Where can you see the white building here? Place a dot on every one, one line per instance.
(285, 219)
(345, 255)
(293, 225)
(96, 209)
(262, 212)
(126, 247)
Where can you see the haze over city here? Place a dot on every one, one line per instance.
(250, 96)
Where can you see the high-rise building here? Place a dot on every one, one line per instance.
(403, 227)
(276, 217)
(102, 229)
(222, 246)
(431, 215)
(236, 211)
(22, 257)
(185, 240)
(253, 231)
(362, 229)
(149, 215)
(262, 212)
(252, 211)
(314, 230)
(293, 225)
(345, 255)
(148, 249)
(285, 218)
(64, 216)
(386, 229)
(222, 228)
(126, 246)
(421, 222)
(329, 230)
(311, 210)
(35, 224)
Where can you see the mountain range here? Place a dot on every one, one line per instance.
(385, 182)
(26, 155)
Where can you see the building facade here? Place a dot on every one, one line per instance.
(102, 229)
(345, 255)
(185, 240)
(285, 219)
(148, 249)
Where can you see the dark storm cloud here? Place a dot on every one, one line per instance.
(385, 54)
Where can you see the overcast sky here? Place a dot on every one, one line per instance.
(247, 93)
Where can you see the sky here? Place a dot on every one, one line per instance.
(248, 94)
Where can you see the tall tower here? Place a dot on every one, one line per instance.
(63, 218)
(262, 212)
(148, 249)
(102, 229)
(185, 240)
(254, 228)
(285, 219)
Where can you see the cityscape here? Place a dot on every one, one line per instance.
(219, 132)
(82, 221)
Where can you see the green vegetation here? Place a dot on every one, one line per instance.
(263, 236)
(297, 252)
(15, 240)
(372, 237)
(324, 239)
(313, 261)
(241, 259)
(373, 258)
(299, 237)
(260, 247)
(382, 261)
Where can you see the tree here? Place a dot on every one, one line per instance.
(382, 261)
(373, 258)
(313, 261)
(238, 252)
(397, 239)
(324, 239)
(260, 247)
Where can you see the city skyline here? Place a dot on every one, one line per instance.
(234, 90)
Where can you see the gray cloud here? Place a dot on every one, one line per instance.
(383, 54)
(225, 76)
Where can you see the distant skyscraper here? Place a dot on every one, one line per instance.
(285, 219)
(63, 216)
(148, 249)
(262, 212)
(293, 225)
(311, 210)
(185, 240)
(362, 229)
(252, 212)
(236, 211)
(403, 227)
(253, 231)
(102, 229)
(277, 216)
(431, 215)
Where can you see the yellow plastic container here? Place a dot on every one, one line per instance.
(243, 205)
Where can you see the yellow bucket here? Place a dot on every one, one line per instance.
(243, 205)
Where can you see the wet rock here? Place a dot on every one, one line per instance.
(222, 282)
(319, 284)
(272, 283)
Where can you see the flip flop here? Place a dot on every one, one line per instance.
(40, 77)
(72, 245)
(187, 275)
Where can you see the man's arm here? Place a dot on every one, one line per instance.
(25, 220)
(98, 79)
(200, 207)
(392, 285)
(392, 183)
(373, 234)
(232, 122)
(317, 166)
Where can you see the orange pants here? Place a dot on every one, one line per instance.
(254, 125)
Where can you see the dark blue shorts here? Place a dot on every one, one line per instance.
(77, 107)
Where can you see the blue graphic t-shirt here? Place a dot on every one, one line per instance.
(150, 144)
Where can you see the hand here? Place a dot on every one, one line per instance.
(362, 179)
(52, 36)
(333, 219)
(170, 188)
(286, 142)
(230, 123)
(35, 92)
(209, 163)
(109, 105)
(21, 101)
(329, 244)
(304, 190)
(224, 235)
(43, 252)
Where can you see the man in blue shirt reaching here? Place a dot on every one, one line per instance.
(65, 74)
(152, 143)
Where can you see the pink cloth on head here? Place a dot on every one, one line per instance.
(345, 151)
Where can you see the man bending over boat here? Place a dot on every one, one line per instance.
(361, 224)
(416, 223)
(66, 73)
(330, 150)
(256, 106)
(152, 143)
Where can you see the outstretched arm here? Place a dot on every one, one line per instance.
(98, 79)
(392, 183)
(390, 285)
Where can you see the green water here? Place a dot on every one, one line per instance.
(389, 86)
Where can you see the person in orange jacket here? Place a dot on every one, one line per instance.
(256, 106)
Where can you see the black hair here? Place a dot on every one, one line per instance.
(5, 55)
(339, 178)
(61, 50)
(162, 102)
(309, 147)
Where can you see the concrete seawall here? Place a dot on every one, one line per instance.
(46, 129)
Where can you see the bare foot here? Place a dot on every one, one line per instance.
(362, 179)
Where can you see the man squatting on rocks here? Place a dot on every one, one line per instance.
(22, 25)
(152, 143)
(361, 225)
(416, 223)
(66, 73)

###

Aim |
Starting at the line that has "Where can you see the orange" and running through the end of the records, give those lines again with "seawall" changed to "breakwater" and nothing else altered.

Solution |
Where can you see the orange pants here? Place a dot on every one, one line per instance.
(254, 125)
Where can you see the dark blue shorts here? Place a dot on every one, one line per instance.
(77, 107)
Where can you see the blue graphic t-shirt here? Place a dot on every one, one line per instance.
(150, 144)
Where can you see the hand here? Place a dot on every one, one line per instance.
(362, 179)
(52, 36)
(333, 219)
(170, 188)
(286, 142)
(230, 123)
(35, 92)
(209, 163)
(109, 105)
(21, 101)
(329, 244)
(304, 190)
(224, 235)
(43, 252)
Where can you see the man in blue shirt reaching here? Place a dot on every one, one line per instance.
(65, 74)
(152, 143)
Where can you see the pink cloth on head here? Place a dot on every one, one line per instance.
(345, 151)
Where can you see the man bending over boat here? Place a dot on every one, one line per instance.
(361, 224)
(416, 223)
(66, 73)
(330, 150)
(256, 106)
(152, 143)
Where can you see the outstretched arm here? Place a dot on every one, one line per instance.
(98, 79)
(392, 183)
(390, 285)
Where can you see the green water here? Place a dot on every one, one line per instance.
(389, 86)
Where can you see the person in orange jacket here? Place a dot on every one, one line per instance.
(256, 106)
Where can you see the black hair here? Place a dot on every one, one line per instance.
(5, 55)
(339, 178)
(61, 50)
(162, 102)
(309, 147)
Where can you see the concrete breakwater here? Place a dot on every one, one line per instance.
(46, 129)
Where can you see the bare foot here? Place a dot on every one, one line per instance.
(362, 179)
Where can you see the man squatting on rocks here? Place a dot on every one, one line per instance.
(22, 25)
(152, 143)
(361, 225)
(416, 223)
(66, 73)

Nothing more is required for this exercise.